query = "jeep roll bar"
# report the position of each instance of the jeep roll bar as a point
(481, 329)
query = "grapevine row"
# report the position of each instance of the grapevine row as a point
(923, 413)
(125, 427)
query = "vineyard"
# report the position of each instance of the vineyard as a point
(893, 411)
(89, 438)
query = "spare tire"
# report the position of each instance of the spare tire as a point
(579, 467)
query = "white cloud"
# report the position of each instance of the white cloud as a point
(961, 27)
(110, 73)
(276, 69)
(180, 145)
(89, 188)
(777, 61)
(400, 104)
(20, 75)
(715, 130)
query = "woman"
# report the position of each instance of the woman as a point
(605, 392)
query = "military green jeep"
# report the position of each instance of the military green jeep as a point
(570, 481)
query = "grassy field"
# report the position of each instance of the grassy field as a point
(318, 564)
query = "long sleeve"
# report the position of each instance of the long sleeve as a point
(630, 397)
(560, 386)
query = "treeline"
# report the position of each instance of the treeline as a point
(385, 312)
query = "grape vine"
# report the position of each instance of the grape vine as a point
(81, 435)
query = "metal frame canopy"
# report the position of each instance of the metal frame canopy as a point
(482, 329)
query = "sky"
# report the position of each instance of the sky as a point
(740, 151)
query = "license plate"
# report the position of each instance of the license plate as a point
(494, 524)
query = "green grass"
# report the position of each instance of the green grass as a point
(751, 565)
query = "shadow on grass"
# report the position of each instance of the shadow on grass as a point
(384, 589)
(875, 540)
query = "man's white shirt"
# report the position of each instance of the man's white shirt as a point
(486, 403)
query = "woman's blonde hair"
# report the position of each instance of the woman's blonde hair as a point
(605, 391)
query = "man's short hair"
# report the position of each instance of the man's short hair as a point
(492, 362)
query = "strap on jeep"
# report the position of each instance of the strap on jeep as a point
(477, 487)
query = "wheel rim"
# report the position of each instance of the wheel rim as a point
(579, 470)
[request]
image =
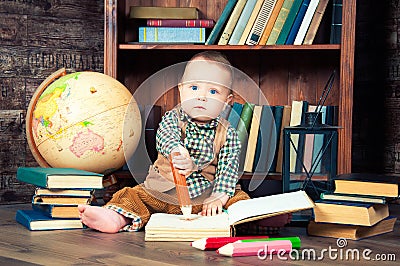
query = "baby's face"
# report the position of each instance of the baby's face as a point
(204, 89)
(203, 101)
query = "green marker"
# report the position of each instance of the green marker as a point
(294, 239)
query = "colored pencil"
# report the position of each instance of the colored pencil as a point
(296, 242)
(214, 243)
(241, 249)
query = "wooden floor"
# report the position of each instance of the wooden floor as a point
(19, 246)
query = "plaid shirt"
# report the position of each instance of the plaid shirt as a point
(199, 142)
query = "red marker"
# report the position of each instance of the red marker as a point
(214, 243)
(240, 249)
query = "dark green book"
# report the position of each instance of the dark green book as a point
(243, 130)
(59, 177)
(289, 22)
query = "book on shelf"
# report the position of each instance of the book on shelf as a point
(60, 178)
(291, 16)
(305, 23)
(64, 192)
(353, 197)
(34, 221)
(297, 22)
(336, 25)
(171, 35)
(252, 141)
(242, 22)
(57, 210)
(261, 21)
(367, 184)
(279, 22)
(162, 12)
(60, 200)
(345, 212)
(287, 109)
(265, 147)
(219, 25)
(189, 23)
(271, 21)
(231, 23)
(172, 227)
(353, 232)
(234, 115)
(250, 22)
(315, 22)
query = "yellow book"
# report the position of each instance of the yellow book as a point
(230, 25)
(271, 22)
(252, 142)
(250, 23)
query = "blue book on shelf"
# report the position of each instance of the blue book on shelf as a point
(234, 115)
(212, 38)
(171, 35)
(297, 22)
(35, 220)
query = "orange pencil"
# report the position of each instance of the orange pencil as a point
(182, 190)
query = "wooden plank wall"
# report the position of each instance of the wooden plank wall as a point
(36, 39)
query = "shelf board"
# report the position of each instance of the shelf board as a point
(136, 46)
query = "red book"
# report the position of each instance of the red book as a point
(214, 243)
(188, 23)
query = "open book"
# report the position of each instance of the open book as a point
(172, 227)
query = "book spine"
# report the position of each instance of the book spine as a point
(189, 23)
(171, 35)
(297, 22)
(212, 38)
(242, 22)
(261, 22)
(230, 25)
(289, 22)
(301, 33)
(336, 26)
(280, 21)
(271, 22)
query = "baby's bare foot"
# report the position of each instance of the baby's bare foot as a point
(102, 219)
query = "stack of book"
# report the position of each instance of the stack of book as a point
(357, 208)
(57, 195)
(270, 22)
(170, 24)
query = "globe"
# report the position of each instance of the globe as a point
(83, 120)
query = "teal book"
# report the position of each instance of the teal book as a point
(242, 22)
(265, 143)
(171, 35)
(216, 31)
(234, 115)
(297, 22)
(289, 22)
(60, 177)
(34, 221)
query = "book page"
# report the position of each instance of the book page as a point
(269, 205)
(174, 221)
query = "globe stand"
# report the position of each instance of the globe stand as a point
(29, 115)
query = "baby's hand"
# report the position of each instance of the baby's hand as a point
(214, 204)
(183, 161)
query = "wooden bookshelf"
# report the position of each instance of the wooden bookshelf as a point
(283, 72)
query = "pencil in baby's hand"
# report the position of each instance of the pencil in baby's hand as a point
(181, 189)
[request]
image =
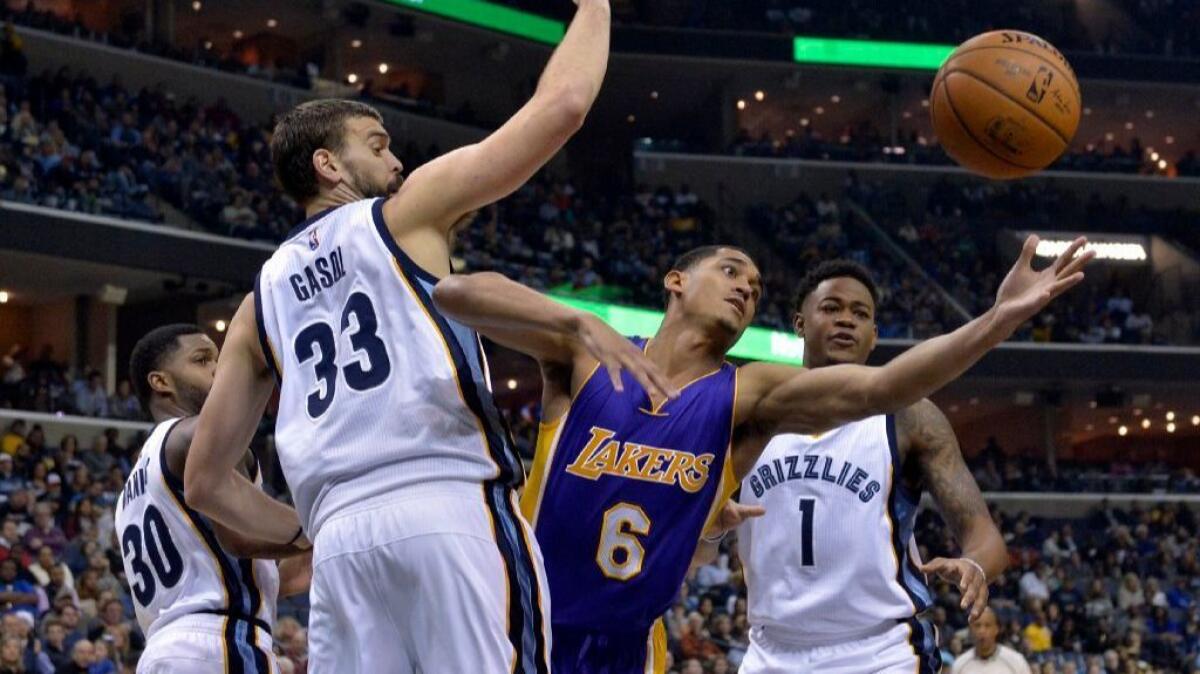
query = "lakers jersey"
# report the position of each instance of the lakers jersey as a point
(174, 564)
(834, 555)
(621, 492)
(378, 391)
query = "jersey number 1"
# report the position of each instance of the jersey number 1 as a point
(363, 374)
(807, 507)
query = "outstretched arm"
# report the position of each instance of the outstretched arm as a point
(931, 443)
(437, 194)
(211, 482)
(526, 320)
(786, 399)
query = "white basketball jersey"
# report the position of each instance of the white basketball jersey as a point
(834, 555)
(378, 391)
(173, 561)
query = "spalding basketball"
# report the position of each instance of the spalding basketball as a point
(1006, 104)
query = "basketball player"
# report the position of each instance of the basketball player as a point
(397, 458)
(623, 486)
(834, 583)
(204, 606)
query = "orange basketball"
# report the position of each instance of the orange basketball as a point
(1006, 104)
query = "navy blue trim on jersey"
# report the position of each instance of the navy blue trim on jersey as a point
(903, 513)
(406, 262)
(526, 618)
(263, 339)
(239, 633)
(309, 222)
(923, 639)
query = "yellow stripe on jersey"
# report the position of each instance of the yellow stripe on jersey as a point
(729, 479)
(543, 458)
(657, 649)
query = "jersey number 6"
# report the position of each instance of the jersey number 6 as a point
(621, 553)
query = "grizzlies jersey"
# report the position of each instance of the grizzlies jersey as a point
(834, 557)
(378, 391)
(177, 567)
(621, 493)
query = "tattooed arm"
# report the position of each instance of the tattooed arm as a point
(927, 437)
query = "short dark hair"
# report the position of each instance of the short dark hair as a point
(303, 131)
(151, 350)
(835, 269)
(696, 256)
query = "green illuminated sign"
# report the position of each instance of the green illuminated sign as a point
(870, 53)
(496, 17)
(756, 344)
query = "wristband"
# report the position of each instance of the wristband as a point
(976, 564)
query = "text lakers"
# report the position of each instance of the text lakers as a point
(605, 456)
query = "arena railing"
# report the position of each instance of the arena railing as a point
(84, 428)
(256, 100)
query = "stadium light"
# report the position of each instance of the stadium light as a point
(756, 343)
(870, 53)
(492, 16)
(1122, 251)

**PROBLEM STATEMENT**
Transcribe the listing exactly; omit all images.

**OUTPUT FOR THIS EXERCISE**
query = "jeep roll bar"
# report the position of each instance of the jeep roll bar as a point
(481, 329)
query = "grapevine row"
# report the position of each instance of the grapevine row as a point
(923, 413)
(125, 427)
query = "vineyard"
# report the position of each instance of the vineyard as a point
(893, 411)
(89, 438)
query = "spare tire"
# report the position of each instance of the spare tire as a point
(579, 467)
query = "white cloud"
# report the position of each instance of the white cloud as a point
(961, 27)
(110, 73)
(276, 69)
(180, 145)
(89, 188)
(777, 61)
(400, 104)
(20, 75)
(715, 130)
query = "woman"
# report the position of each instance of the woman as a point
(605, 392)
query = "military green jeep"
# report the position of each instance of the military green jeep as a point
(570, 481)
query = "grassy field"
# report the position of each instance of the grassy field as a point
(318, 564)
query = "long sleeve"
# report the position of each instance of the long sleeve as a point
(630, 397)
(560, 386)
query = "treeline"
# report the position of each instance of the treeline as a point
(385, 312)
query = "grape vine"
# report the position of each instance of the grape vine as a point
(81, 435)
query = "metal frame canopy"
# report the position of each instance of the metal frame canopy as a point
(482, 329)
query = "sky"
# report the position of each instance of the sky as a point
(740, 151)
query = "license plate"
# report the position of each instance of the license plate as a point
(494, 524)
query = "green grass"
# report the position of each instance of the green grass as a point
(751, 565)
query = "shadow on grass"
# report the position of each instance of the shadow on grass as a point
(384, 589)
(875, 540)
query = "man's white shirt"
# report the position of each instance of the man's white shirt as a point
(486, 403)
query = "woman's blonde hair"
# report the position of each instance of the woman's blonde hair as a point
(605, 391)
query = "man's short hair"
# report the position of each instance of the man's short hair as a point
(492, 362)
query = "strap on jeep"
# report the position of each instance of the strap on jeep as a point
(477, 487)
query = "wheel rim"
# report the position of each instance of the wheel rim as a point
(579, 470)
[request]
image =
query = "baby's face"
# report the position of each instance of the baby's face as a point
(204, 89)
(203, 101)
query = "green marker"
# report the position of each instance of the green marker as a point
(294, 239)
query = "colored pencil"
# report the position of each instance of the colored pencil as a point
(296, 242)
(214, 243)
(241, 249)
query = "wooden floor"
# report the position of each instance of the wooden floor as a point
(19, 246)
query = "plaid shirt"
# report the position of each instance of the plaid shirt as a point
(199, 142)
query = "red marker"
# report the position of each instance of the red marker as a point
(214, 243)
(240, 249)
query = "dark green book"
# report the position of each instance of the dark green book as a point
(243, 130)
(59, 177)
(289, 22)
query = "book on shelf"
# report the position of each instance of the book on shelf as a point
(60, 178)
(291, 16)
(305, 23)
(64, 192)
(353, 197)
(34, 221)
(297, 22)
(336, 25)
(171, 35)
(252, 141)
(242, 22)
(57, 210)
(261, 21)
(367, 184)
(279, 22)
(162, 12)
(60, 200)
(345, 212)
(287, 109)
(265, 147)
(219, 25)
(189, 23)
(271, 21)
(231, 23)
(172, 227)
(353, 232)
(234, 115)
(250, 22)
(315, 22)
query = "yellow book"
# report the position of each instance of the yellow book as a point
(230, 25)
(271, 22)
(252, 142)
(250, 23)
query = "blue book on shelf"
# report the position of each instance of the blue book on shelf as a point
(234, 115)
(212, 38)
(171, 35)
(297, 22)
(35, 220)
query = "orange pencil"
# report the position of each instance of the orange pencil as a point
(182, 190)
query = "wooden plank wall"
# report the position of each instance of the wooden plank wall as a point
(36, 39)
query = "shelf board"
# report the position of each instance of the shelf board as a point
(136, 46)
query = "red book"
# report the position of each instance of the red book as a point
(214, 243)
(188, 23)
query = "open book"
# report the position of each instance of the open book as a point
(172, 227)
query = "book spine"
# report the position of each instance of the book spine as a point
(189, 23)
(171, 35)
(297, 22)
(212, 38)
(242, 22)
(261, 22)
(230, 25)
(289, 22)
(301, 33)
(336, 26)
(280, 21)
(271, 22)
query = "baby's bare foot"
# report the position of each instance of the baby's bare foot as a point
(102, 219)
query = "stack of book"
# report the position of each instance of the stack of book as a point
(357, 208)
(57, 195)
(270, 22)
(170, 24)
query = "globe"
# report the position of each instance of the globe as a point
(83, 120)
query = "teal book"
# report the position of each instance of the teal book as a point
(242, 22)
(265, 143)
(171, 35)
(216, 31)
(234, 115)
(297, 22)
(289, 22)
(60, 177)
(34, 221)
query = "book page"
# report the position of each instance of the book page as a point
(269, 205)
(174, 221)
query = "globe stand"
# report the position of each instance of the globe stand as a point
(29, 115)
query = "baby's hand"
# report the position of each instance of the baby's hand as a point
(214, 204)
(183, 161)
query = "wooden bookshelf"
# report the position of each instance of the wooden bookshelf as a point
(283, 72)
query = "pencil in baby's hand"
# report the position of each instance of the pencil in baby's hand as a point
(181, 189)
[request]
image =
query = "lakers jersey"
# report the position of each instance of the lakers jersey as a point
(174, 564)
(834, 555)
(621, 492)
(378, 391)
query = "jersey number 1"
# report the position of each instance of the jersey number 1 as a point
(363, 374)
(807, 507)
query = "outstretched arm"
# report the position of each instance of the outstretched arm as a point
(931, 443)
(437, 194)
(211, 482)
(526, 320)
(786, 399)
query = "white basketball jersey"
# report the position of each instance of the white basketball jersey as a point
(834, 555)
(378, 391)
(173, 561)
query = "spalding basketball"
# report the position of each instance of the spalding basketball as a point
(1006, 104)
query = "basketball player"
# report the position of each instance of the basketball player as a point
(397, 458)
(623, 486)
(834, 583)
(204, 606)
query = "orange basketball"
# report the position of each instance of the orange basketball as a point
(1006, 104)
query = "navy blue trim on jersey"
# report the position of each instance of the navy blue trim on jersey as a point
(903, 513)
(406, 262)
(526, 618)
(263, 339)
(239, 633)
(309, 222)
(923, 639)
query = "yellow stripe on jersey"
# report the position of each instance of the yellow stripe on jersey as a point
(729, 479)
(543, 458)
(657, 649)
query = "jersey number 6"
# report the position of each instance of the jersey number 6 as a point
(621, 553)
query = "grizzlies jersey"
# report the position of each instance of the grizzlies jersey as a point
(834, 557)
(378, 391)
(177, 567)
(621, 493)
query = "tattooed arm"
# report the position of each instance of the tattooed arm as a point
(927, 437)
query = "short dark hair"
# report the position of each instance of the short dark hair as a point
(303, 131)
(151, 350)
(835, 269)
(696, 256)
query = "green illuminated sign"
# report the position of each instance of the green illuminated sign as a point
(870, 53)
(496, 17)
(756, 344)
query = "wristband"
# report the position of each instance of the wristband as a point
(976, 564)
query = "text lakers"
# report the position of each instance of the text lakers as a point
(605, 456)
query = "arena railing"
# report the position of each instance of the arena railing as a point
(84, 428)
(256, 100)
query = "stadium light"
# report the position of each instance of the stadium light as a point
(756, 343)
(870, 53)
(492, 16)
(1122, 251)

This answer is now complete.